### Problem details
Render the material below as a JSON list of strings, one per line and with blank lines omitted, covering only the lines from the one containing "man's face, writing one line per instance." through the end of the material, both ends included.

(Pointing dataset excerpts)
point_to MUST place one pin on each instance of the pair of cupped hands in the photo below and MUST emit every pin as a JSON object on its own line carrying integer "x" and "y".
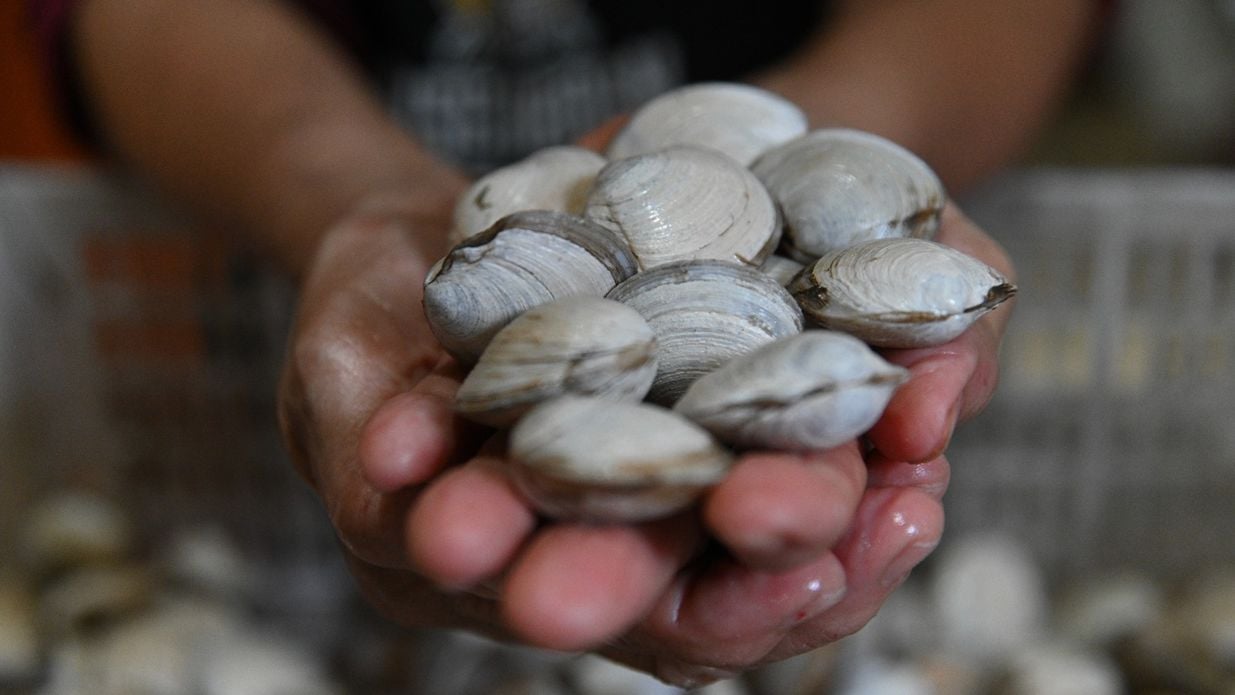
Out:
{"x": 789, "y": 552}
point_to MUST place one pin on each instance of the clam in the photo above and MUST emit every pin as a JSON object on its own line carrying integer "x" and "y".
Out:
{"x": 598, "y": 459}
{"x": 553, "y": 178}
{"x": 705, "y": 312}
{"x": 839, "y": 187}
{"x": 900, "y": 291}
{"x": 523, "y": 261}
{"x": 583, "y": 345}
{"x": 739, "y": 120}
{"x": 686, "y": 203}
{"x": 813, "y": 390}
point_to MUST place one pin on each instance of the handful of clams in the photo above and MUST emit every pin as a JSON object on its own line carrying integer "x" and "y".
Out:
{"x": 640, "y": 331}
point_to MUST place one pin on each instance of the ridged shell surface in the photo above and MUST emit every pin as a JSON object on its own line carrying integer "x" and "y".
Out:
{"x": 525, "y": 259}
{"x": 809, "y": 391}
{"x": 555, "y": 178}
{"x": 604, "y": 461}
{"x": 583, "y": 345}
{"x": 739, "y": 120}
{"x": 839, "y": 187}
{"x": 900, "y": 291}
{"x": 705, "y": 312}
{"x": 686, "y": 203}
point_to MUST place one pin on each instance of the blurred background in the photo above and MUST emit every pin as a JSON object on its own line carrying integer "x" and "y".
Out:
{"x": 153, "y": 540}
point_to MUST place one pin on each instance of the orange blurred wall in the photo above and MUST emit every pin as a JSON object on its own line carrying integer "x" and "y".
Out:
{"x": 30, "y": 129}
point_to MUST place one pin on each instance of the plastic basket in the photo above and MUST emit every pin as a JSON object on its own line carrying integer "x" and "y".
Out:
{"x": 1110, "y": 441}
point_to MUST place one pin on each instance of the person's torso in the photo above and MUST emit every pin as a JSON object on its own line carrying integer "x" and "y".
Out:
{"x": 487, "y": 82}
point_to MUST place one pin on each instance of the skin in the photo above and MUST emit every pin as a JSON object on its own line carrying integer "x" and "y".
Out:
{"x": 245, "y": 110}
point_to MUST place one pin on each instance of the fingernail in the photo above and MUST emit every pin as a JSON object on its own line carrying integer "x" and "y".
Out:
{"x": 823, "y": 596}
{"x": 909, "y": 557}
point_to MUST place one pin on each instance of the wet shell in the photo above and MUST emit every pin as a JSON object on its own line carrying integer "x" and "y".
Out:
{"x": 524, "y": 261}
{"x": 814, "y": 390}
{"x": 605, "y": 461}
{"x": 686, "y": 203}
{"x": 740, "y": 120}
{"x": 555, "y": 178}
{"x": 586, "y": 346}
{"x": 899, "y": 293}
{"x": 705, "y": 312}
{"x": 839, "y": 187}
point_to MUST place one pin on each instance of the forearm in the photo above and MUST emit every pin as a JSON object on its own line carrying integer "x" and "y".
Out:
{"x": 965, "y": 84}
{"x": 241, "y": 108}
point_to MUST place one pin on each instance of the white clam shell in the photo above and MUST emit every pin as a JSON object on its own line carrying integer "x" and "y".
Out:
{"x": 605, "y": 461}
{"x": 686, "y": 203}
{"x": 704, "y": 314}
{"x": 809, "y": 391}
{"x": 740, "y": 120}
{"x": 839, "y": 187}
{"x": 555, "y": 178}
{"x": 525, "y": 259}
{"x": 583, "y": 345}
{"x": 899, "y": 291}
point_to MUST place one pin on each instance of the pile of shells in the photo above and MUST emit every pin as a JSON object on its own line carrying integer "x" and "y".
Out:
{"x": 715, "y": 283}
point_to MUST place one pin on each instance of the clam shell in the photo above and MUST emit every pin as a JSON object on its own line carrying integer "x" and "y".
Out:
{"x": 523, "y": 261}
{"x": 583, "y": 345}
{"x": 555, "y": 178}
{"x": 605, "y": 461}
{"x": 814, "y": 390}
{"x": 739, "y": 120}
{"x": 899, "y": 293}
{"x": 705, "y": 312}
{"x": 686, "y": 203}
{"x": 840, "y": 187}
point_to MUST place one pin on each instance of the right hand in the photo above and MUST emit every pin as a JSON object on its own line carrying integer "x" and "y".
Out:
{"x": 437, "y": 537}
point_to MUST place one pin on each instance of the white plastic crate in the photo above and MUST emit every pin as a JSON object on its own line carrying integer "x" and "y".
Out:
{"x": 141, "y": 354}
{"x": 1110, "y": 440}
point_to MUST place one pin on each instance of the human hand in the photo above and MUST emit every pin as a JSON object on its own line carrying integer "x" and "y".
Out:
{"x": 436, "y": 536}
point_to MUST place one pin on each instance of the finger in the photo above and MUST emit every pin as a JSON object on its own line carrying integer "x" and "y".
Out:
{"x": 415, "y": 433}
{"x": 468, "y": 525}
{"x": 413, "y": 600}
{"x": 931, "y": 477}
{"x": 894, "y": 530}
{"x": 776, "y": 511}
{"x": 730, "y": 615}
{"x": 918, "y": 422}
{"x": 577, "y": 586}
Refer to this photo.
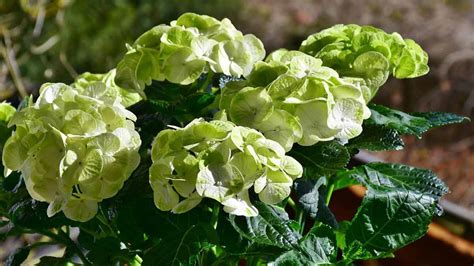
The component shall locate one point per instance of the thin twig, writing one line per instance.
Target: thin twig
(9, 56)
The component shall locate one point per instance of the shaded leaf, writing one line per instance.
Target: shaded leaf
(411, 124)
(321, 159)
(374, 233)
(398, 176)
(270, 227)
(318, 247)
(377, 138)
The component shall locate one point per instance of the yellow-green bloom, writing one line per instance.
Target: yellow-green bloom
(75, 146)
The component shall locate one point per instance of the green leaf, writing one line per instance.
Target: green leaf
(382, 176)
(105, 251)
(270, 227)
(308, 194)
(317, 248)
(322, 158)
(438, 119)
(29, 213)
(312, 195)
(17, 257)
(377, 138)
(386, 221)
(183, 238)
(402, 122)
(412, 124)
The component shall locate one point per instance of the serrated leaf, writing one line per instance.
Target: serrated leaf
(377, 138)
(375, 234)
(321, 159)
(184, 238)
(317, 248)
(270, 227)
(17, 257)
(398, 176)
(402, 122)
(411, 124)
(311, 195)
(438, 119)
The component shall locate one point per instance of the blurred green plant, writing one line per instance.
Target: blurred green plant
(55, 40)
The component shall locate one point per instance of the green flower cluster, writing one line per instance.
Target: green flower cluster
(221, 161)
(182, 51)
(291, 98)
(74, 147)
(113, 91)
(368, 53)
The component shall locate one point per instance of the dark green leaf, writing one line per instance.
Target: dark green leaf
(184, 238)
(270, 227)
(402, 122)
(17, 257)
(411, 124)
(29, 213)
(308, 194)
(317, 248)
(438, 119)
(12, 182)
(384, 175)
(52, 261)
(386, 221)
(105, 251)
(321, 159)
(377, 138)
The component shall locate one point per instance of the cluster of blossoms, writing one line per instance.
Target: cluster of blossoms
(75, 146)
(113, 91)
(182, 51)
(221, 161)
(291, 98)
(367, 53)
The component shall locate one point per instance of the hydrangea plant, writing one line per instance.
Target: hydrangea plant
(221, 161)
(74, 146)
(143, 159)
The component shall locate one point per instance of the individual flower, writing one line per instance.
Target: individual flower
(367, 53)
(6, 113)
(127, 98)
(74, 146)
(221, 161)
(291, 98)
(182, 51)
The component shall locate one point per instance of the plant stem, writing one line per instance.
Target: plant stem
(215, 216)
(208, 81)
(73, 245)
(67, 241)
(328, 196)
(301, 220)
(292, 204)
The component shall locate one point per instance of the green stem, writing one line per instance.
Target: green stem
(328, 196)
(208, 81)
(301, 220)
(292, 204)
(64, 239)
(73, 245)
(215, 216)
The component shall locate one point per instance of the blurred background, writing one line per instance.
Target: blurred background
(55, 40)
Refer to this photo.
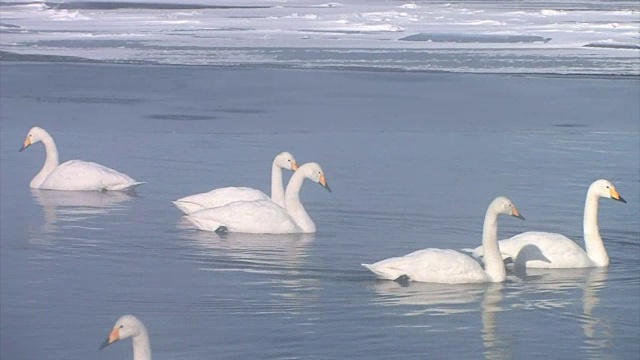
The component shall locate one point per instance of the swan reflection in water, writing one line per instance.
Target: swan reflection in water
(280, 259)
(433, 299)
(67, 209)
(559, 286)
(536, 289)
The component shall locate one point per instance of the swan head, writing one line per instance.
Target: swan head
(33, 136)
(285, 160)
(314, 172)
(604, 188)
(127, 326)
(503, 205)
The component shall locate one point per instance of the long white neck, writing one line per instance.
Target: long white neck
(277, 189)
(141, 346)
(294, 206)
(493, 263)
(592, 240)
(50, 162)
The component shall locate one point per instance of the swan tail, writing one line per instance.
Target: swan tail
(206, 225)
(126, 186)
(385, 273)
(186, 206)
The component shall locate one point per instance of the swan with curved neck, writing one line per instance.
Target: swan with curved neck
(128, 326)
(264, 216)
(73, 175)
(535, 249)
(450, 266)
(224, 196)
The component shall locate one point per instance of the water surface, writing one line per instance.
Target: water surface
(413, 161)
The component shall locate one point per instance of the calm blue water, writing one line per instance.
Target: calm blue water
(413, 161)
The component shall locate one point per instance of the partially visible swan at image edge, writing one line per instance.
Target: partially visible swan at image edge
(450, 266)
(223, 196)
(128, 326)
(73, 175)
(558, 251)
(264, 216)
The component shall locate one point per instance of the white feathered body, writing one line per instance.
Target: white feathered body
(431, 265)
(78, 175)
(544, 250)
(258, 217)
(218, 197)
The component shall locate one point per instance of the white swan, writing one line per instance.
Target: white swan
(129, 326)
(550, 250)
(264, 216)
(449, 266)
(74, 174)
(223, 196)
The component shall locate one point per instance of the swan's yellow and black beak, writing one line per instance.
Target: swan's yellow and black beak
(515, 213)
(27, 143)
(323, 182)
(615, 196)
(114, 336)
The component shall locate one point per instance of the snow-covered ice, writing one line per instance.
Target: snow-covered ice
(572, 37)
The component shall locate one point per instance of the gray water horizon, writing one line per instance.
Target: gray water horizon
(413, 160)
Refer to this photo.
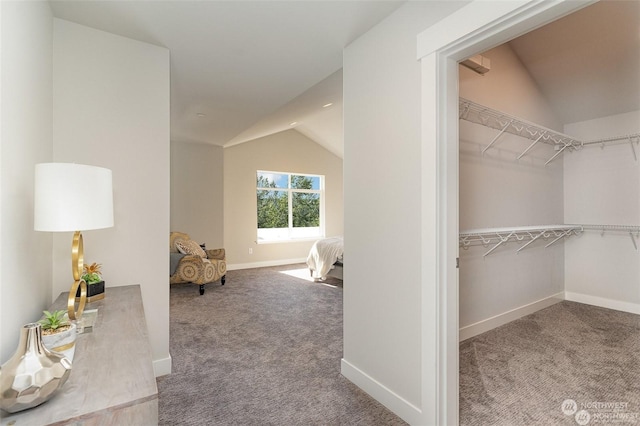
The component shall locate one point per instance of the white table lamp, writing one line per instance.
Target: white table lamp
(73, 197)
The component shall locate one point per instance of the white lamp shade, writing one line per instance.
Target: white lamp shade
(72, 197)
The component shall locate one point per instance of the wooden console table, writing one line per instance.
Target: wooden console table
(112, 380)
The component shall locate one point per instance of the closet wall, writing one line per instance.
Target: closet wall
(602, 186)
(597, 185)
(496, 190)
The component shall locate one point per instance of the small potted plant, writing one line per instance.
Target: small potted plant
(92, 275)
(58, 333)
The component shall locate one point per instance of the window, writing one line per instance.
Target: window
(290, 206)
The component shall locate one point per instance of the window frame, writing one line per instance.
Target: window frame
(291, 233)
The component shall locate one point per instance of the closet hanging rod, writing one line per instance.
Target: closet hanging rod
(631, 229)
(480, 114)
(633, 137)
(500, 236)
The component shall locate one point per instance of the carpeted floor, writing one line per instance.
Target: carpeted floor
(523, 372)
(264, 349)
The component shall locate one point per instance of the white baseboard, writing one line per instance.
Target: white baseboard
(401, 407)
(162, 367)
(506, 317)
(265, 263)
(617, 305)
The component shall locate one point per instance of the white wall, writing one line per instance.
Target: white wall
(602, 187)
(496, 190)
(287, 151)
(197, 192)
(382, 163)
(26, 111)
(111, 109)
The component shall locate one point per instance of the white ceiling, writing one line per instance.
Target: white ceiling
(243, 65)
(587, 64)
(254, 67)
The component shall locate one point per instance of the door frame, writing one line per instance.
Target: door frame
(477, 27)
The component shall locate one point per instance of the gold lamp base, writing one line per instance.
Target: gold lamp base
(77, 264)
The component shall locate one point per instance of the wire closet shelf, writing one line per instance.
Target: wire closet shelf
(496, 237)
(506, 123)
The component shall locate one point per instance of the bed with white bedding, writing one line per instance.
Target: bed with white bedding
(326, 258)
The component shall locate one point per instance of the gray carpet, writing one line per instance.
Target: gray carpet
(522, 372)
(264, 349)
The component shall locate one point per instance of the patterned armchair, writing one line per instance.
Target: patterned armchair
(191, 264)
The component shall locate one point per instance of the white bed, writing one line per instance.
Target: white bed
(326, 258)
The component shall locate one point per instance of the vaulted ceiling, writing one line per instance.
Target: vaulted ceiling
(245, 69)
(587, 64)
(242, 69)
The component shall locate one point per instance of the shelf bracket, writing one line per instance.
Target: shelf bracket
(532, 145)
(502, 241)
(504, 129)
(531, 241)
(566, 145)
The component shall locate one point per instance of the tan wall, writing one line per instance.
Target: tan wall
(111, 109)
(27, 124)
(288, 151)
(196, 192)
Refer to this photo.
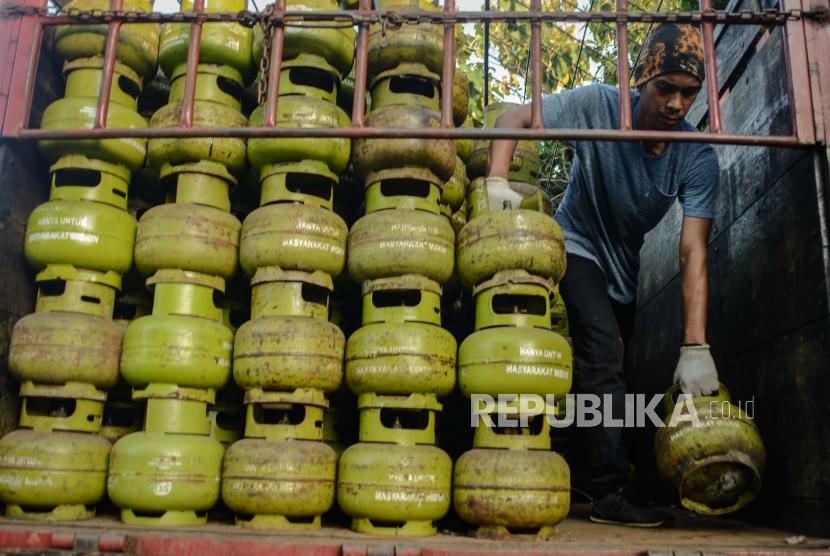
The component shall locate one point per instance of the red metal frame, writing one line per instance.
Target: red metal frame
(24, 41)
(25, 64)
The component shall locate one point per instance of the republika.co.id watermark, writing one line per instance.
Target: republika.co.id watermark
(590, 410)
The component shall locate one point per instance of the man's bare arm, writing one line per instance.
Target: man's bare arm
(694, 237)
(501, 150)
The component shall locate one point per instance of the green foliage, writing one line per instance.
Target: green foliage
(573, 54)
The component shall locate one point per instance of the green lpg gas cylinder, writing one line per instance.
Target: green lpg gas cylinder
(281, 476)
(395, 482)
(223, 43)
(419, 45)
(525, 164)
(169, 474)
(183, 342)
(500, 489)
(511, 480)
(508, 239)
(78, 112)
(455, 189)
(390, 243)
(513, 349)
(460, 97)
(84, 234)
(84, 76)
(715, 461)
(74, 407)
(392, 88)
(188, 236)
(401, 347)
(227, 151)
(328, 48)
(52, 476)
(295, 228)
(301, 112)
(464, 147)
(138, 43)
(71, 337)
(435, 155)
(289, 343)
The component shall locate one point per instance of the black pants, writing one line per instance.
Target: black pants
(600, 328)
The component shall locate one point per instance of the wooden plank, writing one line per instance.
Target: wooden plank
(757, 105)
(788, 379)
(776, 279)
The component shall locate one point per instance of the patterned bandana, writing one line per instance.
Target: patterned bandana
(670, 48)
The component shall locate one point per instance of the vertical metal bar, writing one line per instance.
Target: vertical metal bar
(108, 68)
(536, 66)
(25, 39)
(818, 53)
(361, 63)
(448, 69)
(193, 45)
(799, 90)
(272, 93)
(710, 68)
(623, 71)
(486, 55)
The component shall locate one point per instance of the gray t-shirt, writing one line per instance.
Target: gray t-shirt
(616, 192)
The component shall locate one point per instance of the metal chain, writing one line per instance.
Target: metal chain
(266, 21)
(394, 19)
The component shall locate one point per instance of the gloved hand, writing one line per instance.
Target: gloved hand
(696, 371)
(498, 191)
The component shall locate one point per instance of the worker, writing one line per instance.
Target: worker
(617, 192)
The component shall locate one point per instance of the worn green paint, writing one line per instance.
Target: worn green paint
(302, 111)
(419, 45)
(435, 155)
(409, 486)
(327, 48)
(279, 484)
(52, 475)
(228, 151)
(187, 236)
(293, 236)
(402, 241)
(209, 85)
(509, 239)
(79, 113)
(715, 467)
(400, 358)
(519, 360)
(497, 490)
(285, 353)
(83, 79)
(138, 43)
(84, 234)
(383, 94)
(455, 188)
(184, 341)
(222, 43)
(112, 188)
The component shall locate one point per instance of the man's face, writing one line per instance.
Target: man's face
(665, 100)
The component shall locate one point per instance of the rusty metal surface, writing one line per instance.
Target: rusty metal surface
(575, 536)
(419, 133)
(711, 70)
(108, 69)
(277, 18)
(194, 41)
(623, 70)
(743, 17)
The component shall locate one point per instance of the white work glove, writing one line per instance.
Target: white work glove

### Answer to the problem
[
  "The component shall locate one point per instance of the man's face, writing one line per instance.",
  "Target: man's face",
  "(665, 100)",
  "The component shall locate one point per instance of the rusty metal surface, writing one line per instance.",
  "Target: rusty metal surface",
  "(575, 536)",
  "(419, 133)",
  "(711, 70)",
  "(108, 69)",
  "(277, 18)",
  "(194, 41)",
  "(623, 70)",
  "(743, 17)",
  "The component shall locate one point per instance of the white work glove, writing one line per instance.",
  "Target: white work glove"
]